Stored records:

++++++++

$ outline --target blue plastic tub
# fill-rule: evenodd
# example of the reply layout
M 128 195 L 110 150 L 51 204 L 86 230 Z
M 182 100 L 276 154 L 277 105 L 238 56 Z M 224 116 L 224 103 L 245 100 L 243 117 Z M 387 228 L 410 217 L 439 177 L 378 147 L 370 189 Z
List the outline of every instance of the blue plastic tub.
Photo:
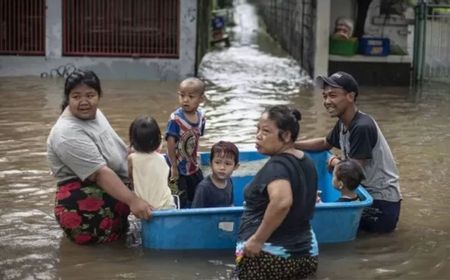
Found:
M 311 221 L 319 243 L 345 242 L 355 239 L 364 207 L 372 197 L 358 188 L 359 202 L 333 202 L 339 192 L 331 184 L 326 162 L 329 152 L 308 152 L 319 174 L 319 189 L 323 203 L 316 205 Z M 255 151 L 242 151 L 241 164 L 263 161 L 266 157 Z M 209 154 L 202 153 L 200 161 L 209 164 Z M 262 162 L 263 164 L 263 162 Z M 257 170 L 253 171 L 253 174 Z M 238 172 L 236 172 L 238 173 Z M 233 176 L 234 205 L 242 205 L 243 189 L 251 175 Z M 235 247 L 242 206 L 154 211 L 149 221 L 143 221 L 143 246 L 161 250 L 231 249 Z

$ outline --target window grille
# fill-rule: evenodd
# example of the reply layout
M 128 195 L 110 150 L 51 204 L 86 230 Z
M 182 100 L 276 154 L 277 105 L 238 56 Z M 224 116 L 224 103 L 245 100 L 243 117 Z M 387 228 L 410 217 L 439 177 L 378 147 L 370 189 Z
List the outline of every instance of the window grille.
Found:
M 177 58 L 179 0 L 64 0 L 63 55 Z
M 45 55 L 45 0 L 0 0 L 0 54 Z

++++++++

Work request: Starting at the line in the records above that contains "--target window grille", output every line up to and including the last one, with nothing added.

Written reply:
$ outline --target window grille
# fill-rule: evenodd
# example of the reply layout
M 128 195 L 110 150 L 51 204 L 86 230 Z
M 182 100 L 276 154 L 277 105 L 238 56 Z M 224 116 L 224 103 L 245 100 L 243 117 Z M 387 228 L 410 217 L 439 177 L 378 147 L 370 189 Z
List the outline of every instance of the window grille.
Found:
M 177 58 L 179 0 L 64 0 L 63 55 Z
M 45 55 L 45 0 L 0 0 L 0 54 Z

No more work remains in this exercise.